## Assignment
Below are some records; output all of them exactly.

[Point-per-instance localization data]
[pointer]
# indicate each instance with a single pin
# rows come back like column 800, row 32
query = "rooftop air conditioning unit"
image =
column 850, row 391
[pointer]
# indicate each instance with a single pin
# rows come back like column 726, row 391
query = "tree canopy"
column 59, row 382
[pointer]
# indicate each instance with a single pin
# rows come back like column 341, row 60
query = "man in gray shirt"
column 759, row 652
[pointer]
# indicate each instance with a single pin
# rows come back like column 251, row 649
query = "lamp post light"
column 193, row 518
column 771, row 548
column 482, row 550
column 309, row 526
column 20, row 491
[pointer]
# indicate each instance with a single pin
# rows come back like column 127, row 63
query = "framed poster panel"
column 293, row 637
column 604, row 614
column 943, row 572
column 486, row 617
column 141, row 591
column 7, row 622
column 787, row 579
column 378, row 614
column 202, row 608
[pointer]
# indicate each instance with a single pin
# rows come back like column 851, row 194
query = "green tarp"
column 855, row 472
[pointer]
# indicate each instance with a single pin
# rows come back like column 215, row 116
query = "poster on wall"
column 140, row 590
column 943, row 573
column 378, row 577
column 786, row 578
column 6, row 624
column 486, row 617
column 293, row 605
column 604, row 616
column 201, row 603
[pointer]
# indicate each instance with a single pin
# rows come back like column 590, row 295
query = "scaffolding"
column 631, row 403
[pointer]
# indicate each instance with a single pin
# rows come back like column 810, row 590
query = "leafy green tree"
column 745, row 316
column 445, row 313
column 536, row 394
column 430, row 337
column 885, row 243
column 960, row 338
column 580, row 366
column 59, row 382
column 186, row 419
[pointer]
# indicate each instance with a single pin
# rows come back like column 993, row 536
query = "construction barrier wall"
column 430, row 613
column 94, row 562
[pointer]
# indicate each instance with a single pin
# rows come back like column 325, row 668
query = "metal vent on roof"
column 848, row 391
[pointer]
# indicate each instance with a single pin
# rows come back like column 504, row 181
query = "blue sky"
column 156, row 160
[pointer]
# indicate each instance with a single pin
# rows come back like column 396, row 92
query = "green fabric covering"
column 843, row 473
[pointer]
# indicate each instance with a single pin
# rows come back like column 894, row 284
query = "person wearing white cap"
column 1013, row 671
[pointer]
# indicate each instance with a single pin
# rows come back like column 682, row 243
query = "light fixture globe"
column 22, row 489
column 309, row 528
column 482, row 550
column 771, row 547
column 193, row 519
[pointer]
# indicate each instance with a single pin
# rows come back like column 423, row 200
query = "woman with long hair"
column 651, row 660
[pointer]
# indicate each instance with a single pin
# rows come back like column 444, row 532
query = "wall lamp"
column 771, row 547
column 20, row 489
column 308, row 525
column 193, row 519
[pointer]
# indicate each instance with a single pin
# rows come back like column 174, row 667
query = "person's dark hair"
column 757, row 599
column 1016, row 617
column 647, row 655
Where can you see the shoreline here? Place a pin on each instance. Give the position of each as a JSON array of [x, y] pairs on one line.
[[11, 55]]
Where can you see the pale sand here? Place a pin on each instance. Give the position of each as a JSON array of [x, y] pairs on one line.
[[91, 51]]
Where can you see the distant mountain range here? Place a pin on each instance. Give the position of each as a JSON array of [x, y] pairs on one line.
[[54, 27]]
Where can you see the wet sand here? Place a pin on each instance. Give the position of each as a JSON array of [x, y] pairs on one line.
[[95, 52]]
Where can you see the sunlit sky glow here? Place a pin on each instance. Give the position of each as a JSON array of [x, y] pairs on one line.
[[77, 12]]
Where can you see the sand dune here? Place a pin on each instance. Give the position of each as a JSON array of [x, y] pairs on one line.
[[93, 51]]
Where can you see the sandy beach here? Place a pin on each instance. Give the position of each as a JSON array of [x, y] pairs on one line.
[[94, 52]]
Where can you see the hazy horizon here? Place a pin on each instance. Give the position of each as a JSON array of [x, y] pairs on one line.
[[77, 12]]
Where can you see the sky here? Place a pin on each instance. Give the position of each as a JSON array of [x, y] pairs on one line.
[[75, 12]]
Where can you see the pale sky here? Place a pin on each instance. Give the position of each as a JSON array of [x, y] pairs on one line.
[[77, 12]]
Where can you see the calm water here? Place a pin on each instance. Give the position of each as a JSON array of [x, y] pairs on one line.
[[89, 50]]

## Your solution
[pointer]
# indicate each instance with a single pin
# rows come back like column 800, row 32
query = "rooftop air conditioning unit"
image =
column 850, row 391
[pointer]
# indicate each instance with a single pin
# rows come back like column 726, row 391
query = "tree canopy"
column 59, row 382
[pointer]
# indicate each instance with a single pin
# rows come back like column 341, row 60
query = "man in gray shirt"
column 759, row 652
[pointer]
# indicate each instance with a single pin
# rows come back like column 251, row 649
query = "lamp post light"
column 193, row 518
column 771, row 548
column 482, row 550
column 309, row 526
column 20, row 491
[pointer]
# indicate each instance with a single pin
# rows come back like column 127, row 63
query = "framed poster panel"
column 293, row 637
column 604, row 614
column 943, row 572
column 486, row 617
column 141, row 591
column 7, row 622
column 787, row 579
column 378, row 614
column 202, row 608
[pointer]
# indicate each instance with a single pin
# rows come back like column 851, row 194
query = "green tarp"
column 855, row 472
[pointer]
# indicate each instance with a single pin
# rows come back like column 215, row 116
query = "poster on wall"
column 140, row 590
column 943, row 573
column 378, row 577
column 786, row 578
column 6, row 624
column 486, row 617
column 293, row 605
column 604, row 616
column 201, row 603
[pointer]
# indicate each instance with a single pin
# rows come back like column 590, row 295
query = "scaffolding"
column 631, row 403
[pointer]
# indicate each instance with a single pin
# rows come back like column 810, row 590
query = "leafy green tree"
column 745, row 316
column 445, row 313
column 536, row 394
column 430, row 337
column 885, row 243
column 960, row 338
column 580, row 366
column 59, row 382
column 186, row 419
[pointer]
# indicate each instance with a single pin
# rows come back like column 993, row 536
query = "construction barrier wall"
column 430, row 613
column 94, row 562
[pointer]
# indicate each instance with a single pin
# rows come back like column 325, row 668
query = "metal vent on roof"
column 848, row 391
[pointer]
# indicate each instance with a single pin
# rows come back like column 504, row 181
query = "blue sky"
column 156, row 160
[pointer]
# indicate each instance with a single pin
# rows come back like column 396, row 92
query = "green fabric covering"
column 843, row 473
[pointer]
# indicate each instance with a single pin
# rows come back like column 894, row 284
query = "person wearing white cap"
column 1013, row 671
[pointer]
# indicate each instance with a single pin
# rows come back like column 682, row 243
query = "light fixture globe"
column 22, row 489
column 309, row 528
column 482, row 550
column 771, row 547
column 193, row 519
[pointer]
# indicate each instance with a single pin
# rows come back like column 423, row 200
query = "woman with long hair"
column 651, row 660
[pointer]
# indicate each instance with a single pin
# rows come back like column 444, row 532
query = "wall lamp"
column 771, row 547
column 20, row 489
column 308, row 525
column 193, row 519
[pointer]
# indicate each instance with a single pin
# rows come back like column 174, row 667
query = "person's dark hair"
column 757, row 599
column 1016, row 617
column 647, row 655
Where can you see the shoreline here? Place a pin on each instance. Give the position of each as a JSON array of [x, y] pairs on one line.
[[11, 55]]
Where can you see the pale sand here? Place a pin on each instance. Give the position of each as a JSON array of [x, y] pairs on one line.
[[91, 51]]
Where can you see the distant mountain range here? Place a pin on each instance. Give the position of each as a JSON array of [x, y] pairs on one line.
[[54, 27]]
Where can you see the wet sand here? Place a pin on each instance. Give the position of each as a JSON array of [x, y] pairs on one line.
[[95, 52]]
Where can you see the sunlit sky glow here? Place a pin on each instance. Give the position of each as a JSON array of [x, y] pairs on one line.
[[77, 12]]
Where can you see the sand dune here? Place a pin on each instance. Give the position of each as a JSON array of [x, y] pairs on one line.
[[93, 51]]
Where can you see the sandy beach here? Place a pin on each instance. Give the position of each as a JSON array of [x, y] pairs on one line.
[[94, 52]]
Where can you see the hazy horizon here? Place a pin on each instance. Give the position of each as a JSON array of [x, y] pairs on one line.
[[77, 12]]
Where can you see the sky here? Place a pin on each instance. Give the position of each as a JSON array of [x, y] pairs on one line.
[[75, 12]]
Where can you see the pale sky here? Place a pin on each instance. Give the position of each as a JSON array of [x, y] pairs on one line.
[[77, 12]]
Where can you see the calm water here? Place a pin on each instance. Give the position of each as a JSON array of [x, y] pairs on one line.
[[89, 50]]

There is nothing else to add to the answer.